O ambulatório crê num universo de contrafluxos organizados, o que pode ser sintetizado na curiosa expressão contemporânea: a ciência como estado da arte. Já o Laboratório de pesquisa duvida para não ficar refém de um modo estático do pensamento vigente e, desta forma, permite percorrer um mundo de labirintos sem se ater a um sistema (inflexível, dogmático), assim nos liberando ao livre pensar criativo e evitando ficar refém do que achamos que bem conhecemos. Só evolui o que encontra movimento.
A “certeza resolutiva” do método terapêutico que acompanha o zelo do ambulatório em praticar o conhecimento de fronteira e o “método de pesquisa certo” do laboratório consciente da prudência com a fronteira do conhecimento aceitam distintas lógicas e visão de realidade em meio às complexidades. A Bioética assim “acontece” nas trilhas da inter e transdisciplinaridade.
O conceito de devir aplicado à Bioética, porque contribui para a forte atenção à multiplicidade e diversidade do que “há de vir” nos círculos clínicos, minimiza os riscos de cometer violência, que é sempre imputação de algo que não pertenceria à natureza de um corpo. A Bioética valoriza a autonomia pelo pressuposto que por sermos todos diferentes é que somos iguais em direitos e deveres.
A decodificação da comunicação sobre beneficência/não-maleficência no vínculo médico-paciente costuma ter um movimento que começa na noção de um “há de vir” (hiperglicemia acentuada e potencial de coma), prossegue na informação para paciente que é “uno” – um diabético -, converge para esforços de transformação da informação em conhecimento – tratamento intensivo- e de produção do entendimento.

◆ SOBRE ESTA TAREFA: Por favor, dê continuidade ao texto sobre bioética a partir do ponto em que ele termina. Os registros provêm de outra fonte.

◆ TRECHOS DE DADOS:
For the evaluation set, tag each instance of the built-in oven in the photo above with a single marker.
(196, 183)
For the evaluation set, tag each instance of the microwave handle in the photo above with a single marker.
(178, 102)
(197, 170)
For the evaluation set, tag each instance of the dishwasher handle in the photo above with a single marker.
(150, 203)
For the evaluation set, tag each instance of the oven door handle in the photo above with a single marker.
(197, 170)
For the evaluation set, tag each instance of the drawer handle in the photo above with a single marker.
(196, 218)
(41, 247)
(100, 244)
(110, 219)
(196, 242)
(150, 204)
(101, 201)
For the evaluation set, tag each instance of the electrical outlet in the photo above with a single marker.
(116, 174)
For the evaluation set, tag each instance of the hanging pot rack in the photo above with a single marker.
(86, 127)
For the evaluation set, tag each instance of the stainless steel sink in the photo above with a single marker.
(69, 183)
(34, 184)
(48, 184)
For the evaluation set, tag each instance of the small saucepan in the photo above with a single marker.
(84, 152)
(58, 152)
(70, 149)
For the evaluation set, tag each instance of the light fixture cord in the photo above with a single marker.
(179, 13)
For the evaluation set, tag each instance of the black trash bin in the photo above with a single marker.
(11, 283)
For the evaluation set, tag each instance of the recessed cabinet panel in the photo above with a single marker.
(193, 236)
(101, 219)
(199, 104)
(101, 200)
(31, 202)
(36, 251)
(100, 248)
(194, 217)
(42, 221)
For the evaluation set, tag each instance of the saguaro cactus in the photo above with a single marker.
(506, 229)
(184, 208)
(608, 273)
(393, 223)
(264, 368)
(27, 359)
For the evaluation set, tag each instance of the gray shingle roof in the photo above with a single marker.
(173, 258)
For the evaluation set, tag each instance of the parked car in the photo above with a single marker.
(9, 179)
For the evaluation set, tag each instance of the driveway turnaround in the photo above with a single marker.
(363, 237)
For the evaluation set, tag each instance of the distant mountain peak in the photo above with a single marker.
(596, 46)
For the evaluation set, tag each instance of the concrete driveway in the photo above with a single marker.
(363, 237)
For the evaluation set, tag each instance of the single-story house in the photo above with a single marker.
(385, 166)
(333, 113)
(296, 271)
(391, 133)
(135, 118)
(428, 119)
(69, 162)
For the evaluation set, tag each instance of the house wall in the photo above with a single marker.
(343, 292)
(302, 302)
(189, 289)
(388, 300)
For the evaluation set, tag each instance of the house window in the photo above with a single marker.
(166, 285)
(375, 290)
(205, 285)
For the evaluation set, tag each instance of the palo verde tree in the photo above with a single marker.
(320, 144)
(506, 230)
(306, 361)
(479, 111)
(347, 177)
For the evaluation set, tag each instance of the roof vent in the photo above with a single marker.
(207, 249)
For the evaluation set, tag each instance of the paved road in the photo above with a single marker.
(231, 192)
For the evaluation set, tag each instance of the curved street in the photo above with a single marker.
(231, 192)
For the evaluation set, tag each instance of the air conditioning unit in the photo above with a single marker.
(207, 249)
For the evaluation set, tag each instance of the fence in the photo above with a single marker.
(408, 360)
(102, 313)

◆ PROBLEMA RESOLVIDO:
No consentimento ou recusa pós-esclarecimento, fluem a razão e a imaginação. A razão, pelo papel de intuir, deduzir e medir, costuma intervir de forma reguladora sobre o que o paciente conheceu. A imaginação construtiva e criativa faz complementos nas lacunas deixadas pelo que não foi informado ou não resultou esclarecido. Crenças oscilam entre lógica e imaginação.
O desenvolvimento de choques de realidade no decorrer de atendimentos médicos tem raízes no peso com que a razão, a imaginação e a analogia foram sementes que germinaram a árvore de tomada de decisão.
Como cidadãos conhecemos a certeza do devir da semente da maçã, como médicos sabemos das incertezas do que “há de vir”. Neste contexto, a Bioética, como ato, nos lembra que o exercício da clínica admite movimentos pendulares de percepção da eficiência, motivo pelo qual ele deve sempre aliar-se a uma crítica antecipatória de posicionamentos. Ser prudente significa aceitar a nobreza do singular (univocidade) e a riqueza da multiplicidade em devir.
Preparar-se para os fluxos e os contrafluxos do que “há de vir” e para o devir da natureza humana inclui praticar a Bioética.
Bioética, não se movimente à beira do leito sem ela!